What is expected =
Repeat every line of the material below word for word, but leave the pictures out.

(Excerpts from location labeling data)
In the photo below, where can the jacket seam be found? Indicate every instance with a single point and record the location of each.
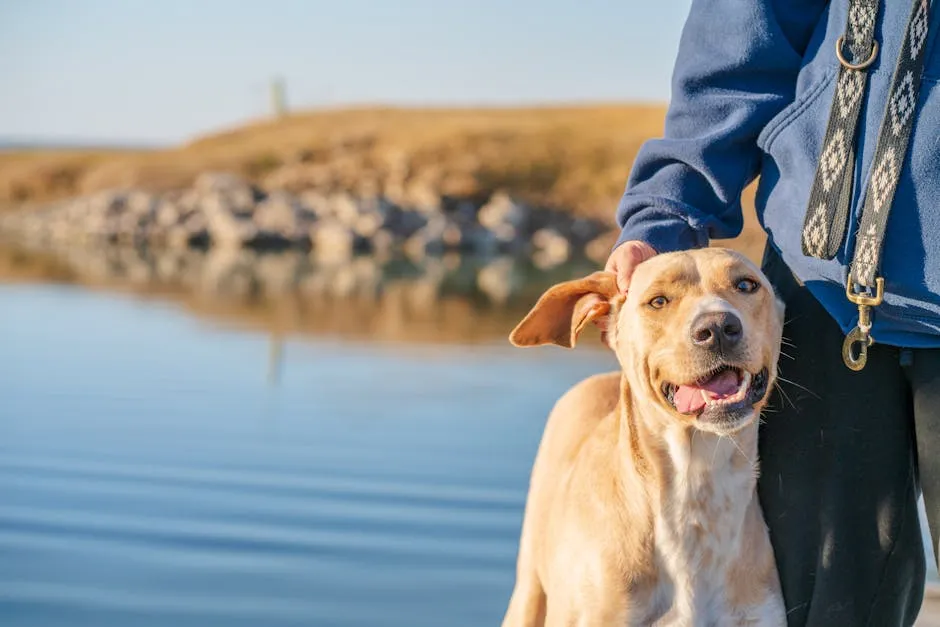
(799, 107)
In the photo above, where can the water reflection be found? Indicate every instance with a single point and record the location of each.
(450, 299)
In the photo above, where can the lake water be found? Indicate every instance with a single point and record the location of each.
(188, 459)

Complete answer =
In the photo below, where can the jacket seam be found? Indicate every instance with a single point and record the location of each.
(799, 107)
In the photo above, where can the water reflection be found? Indicate every instance with a single point and record the location of each.
(450, 299)
In the photo above, where can the lake water be found? Indicate every instance with a single point and record the location of each.
(188, 459)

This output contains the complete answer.